== Selected text ==

Failure to cock the pilotchute

This can result in a pilotchute in tow or a bag lock malfunction. The low drag of the uncocked pilotchute may not be sufficient to clear the bag lock after cutaway. Both the pilotchute in tow and the bag lock have the potential to result in a main/reserve entanglement.

Check the mark on the kill line when closing. Green means fully cocked.

Kill line too short.

Friction will cause the kill line to shrink over time. This means the pilotchute will remain partially collapsed even when cocked. This has the same potential problems as an uncocked pilotchute.

Check inside your pilotchute to see if the kill line is pulling down the apex when cocked.

BOC too loose.

This can result in a premature opening on exit or in freefall. On exit this can cause impact with the aircraft tail plane. In freefall it can cause impact with any jumper above. Premature openings in high-speed freefly body positions can be hard enough to kill the jumper and/or severely damage the equipment. If you are a freeflyer your BOC pouch is the most important part of your equipment. Have it replaced at the first sign of looseness.

Main closing loop too long.

This can result in a premature pack opening on exit or in freefall. Adverse outcomes include impact with the tail plane; impact with any jumper above and horseshoe malfunction with the risk of a main/reserve entanglement.

Keep your loop short enough to ensure a tight closing pin. If it looks worn replace it.

Steering lines worn.

These need replacement before other lines as they wear on the guide ring and on riser velcro. The line below the brake set loop suffers most and is untested by opening shock. This means it will break at the worst possible moment; when you are digging yourself out of a low turn. Brake lines also shrink with use which changes the flight and opening characteristics of the canopy. Most significantly short brake lines make a canopy easier to stall.

Have a rigger inspect your brake lines and remove any velcro from the risers.

Bridle covers, riser covers and pin protector flap security.

Poor condition of these components can result in premature openings or horseshoe malfunctions. This is especially true for freeflying where high airspeed directed onto the container will tear open anything loose.

===
== Dataset ==

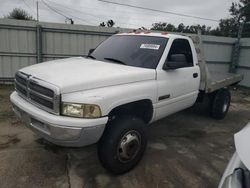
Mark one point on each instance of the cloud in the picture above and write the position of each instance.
(92, 12)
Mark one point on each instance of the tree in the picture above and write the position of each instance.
(240, 12)
(109, 23)
(102, 24)
(19, 14)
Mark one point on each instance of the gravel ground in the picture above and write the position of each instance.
(187, 149)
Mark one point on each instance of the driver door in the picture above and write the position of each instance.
(177, 87)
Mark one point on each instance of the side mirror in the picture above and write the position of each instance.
(91, 50)
(175, 61)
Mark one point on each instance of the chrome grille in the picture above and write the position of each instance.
(40, 93)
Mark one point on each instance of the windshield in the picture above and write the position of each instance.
(137, 51)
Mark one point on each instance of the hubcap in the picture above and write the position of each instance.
(129, 146)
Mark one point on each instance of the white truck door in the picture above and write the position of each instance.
(178, 80)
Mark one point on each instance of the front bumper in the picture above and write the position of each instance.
(61, 130)
(236, 174)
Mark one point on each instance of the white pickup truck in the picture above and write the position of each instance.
(127, 82)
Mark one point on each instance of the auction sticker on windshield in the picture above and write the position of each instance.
(150, 46)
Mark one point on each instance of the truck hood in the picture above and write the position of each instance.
(78, 73)
(242, 145)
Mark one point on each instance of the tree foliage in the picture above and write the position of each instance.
(109, 23)
(240, 12)
(19, 14)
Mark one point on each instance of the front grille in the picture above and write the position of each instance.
(38, 92)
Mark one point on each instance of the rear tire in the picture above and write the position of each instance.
(220, 103)
(122, 144)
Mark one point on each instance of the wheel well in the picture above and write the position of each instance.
(142, 109)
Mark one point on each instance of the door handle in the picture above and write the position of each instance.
(195, 75)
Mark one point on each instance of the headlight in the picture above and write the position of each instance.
(81, 110)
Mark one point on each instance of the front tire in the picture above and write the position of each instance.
(220, 104)
(122, 144)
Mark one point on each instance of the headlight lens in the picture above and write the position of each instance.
(81, 110)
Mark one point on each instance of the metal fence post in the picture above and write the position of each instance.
(39, 46)
(236, 51)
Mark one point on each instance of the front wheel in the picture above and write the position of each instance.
(122, 144)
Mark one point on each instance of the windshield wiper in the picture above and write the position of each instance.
(90, 56)
(115, 60)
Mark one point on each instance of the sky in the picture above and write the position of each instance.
(93, 12)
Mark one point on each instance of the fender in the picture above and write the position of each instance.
(111, 97)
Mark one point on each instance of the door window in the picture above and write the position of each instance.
(181, 48)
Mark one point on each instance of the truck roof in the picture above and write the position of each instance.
(154, 34)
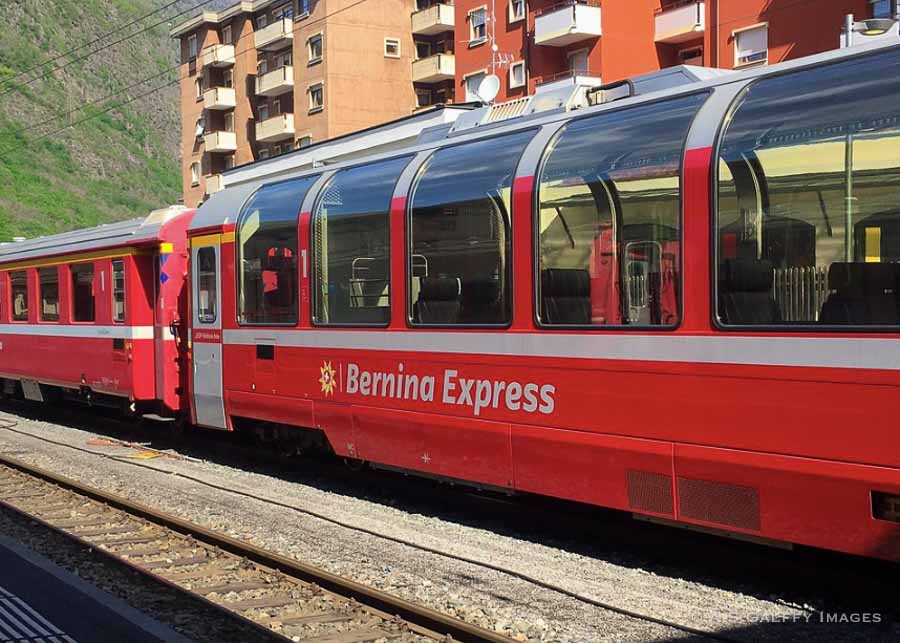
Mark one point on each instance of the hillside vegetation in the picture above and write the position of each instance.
(118, 165)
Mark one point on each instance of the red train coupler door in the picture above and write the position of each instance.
(206, 332)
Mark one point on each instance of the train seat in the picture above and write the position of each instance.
(746, 295)
(438, 301)
(565, 296)
(481, 301)
(863, 294)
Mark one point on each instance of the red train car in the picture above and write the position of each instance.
(94, 314)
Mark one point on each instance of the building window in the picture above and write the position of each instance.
(314, 49)
(751, 46)
(207, 285)
(578, 61)
(391, 47)
(316, 97)
(19, 288)
(517, 74)
(473, 82)
(118, 291)
(48, 279)
(351, 245)
(808, 213)
(477, 26)
(462, 200)
(83, 292)
(268, 291)
(602, 260)
(423, 97)
(516, 10)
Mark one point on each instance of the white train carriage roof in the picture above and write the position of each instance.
(140, 231)
(224, 206)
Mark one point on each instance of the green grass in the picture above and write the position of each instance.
(111, 167)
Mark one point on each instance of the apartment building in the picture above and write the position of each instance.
(529, 44)
(263, 77)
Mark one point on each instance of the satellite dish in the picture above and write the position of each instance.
(488, 88)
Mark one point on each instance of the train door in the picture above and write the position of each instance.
(206, 334)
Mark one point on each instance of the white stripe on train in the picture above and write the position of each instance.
(838, 352)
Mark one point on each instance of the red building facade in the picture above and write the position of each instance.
(530, 44)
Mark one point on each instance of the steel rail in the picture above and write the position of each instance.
(418, 615)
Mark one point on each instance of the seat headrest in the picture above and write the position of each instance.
(480, 291)
(439, 289)
(749, 275)
(870, 278)
(565, 282)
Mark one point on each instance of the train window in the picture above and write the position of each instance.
(808, 212)
(459, 234)
(82, 292)
(609, 232)
(351, 245)
(267, 239)
(48, 279)
(207, 282)
(19, 294)
(118, 291)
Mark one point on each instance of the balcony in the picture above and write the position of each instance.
(564, 24)
(434, 20)
(275, 82)
(434, 69)
(220, 142)
(680, 22)
(277, 128)
(214, 183)
(217, 56)
(277, 35)
(219, 98)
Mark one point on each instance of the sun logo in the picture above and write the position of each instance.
(327, 378)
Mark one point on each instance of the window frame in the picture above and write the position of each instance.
(300, 263)
(72, 272)
(12, 302)
(112, 290)
(320, 194)
(408, 237)
(766, 330)
(535, 229)
(40, 312)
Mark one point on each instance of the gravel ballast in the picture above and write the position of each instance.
(469, 591)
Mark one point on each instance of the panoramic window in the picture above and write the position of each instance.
(809, 199)
(18, 282)
(118, 290)
(207, 282)
(351, 245)
(460, 245)
(609, 231)
(49, 293)
(82, 292)
(267, 254)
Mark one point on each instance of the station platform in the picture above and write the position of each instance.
(41, 602)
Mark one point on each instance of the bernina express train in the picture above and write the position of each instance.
(684, 304)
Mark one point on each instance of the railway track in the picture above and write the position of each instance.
(280, 596)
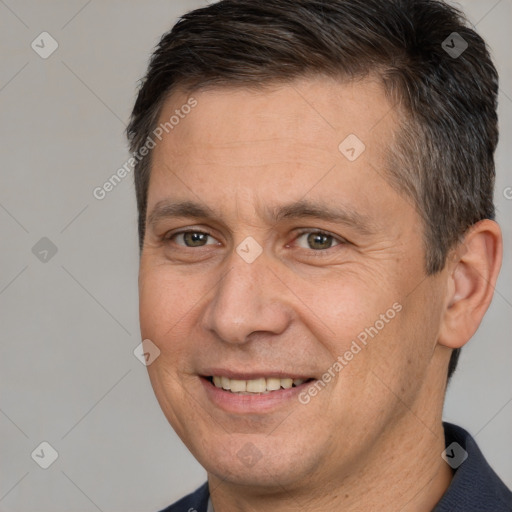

===

- Tasks to perform
1. List the six equipment problems that appear as headings in the text on parachute equipment problems.
2. Decide whether each statement agrees with the text on parachute equipment problems. Answer yes or no, and quote the words that decide it.
(a) Friction makes the kill line shrink over time.
(b) A green mark on the kill line means the pilotchute is only partially cocked.
(c) Short brake lines make a canopy harder to stall.
3. Reproduce the part of the text on parachute equipment problems starting with "This can result in a premature opening" and going on through "of a main/reserve entanglement.".

- Solutions by task
1.
1. Failure to cock the pilotchute
2. Kill line too short
3. BOC too loose
4. Main closing loop too long
5. Steering lines worn
6. Bridle covers, riser covers and pin protector flap security

2.
(a) Yes: "Friction will cause the kill line to shrink over time."
(b) No: "Green means fully cocked."
(c) No: "Most significantly short brake lines make a canopy easier to stall."

3.
This can result in a premature opening on exit or in freefall. On exit this can cause impact with the aircraft tail plane. In freefall it can cause impact with any jumper above. Premature openings in high-speed freefly body positions can be hard enough to kill the jumper and/or severely damage the equipment. If you are a freeflyer your BOC pouch is the most important part of your equipment. Have it replaced at the first sign of looseness.

Main closing loop too long.

This can result in a premature pack opening on exit or in freefall. Adverse outcomes include impact with the tail plane; impact with any jumper above and horseshoe malfunction with the risk of a main/reserve entanglement.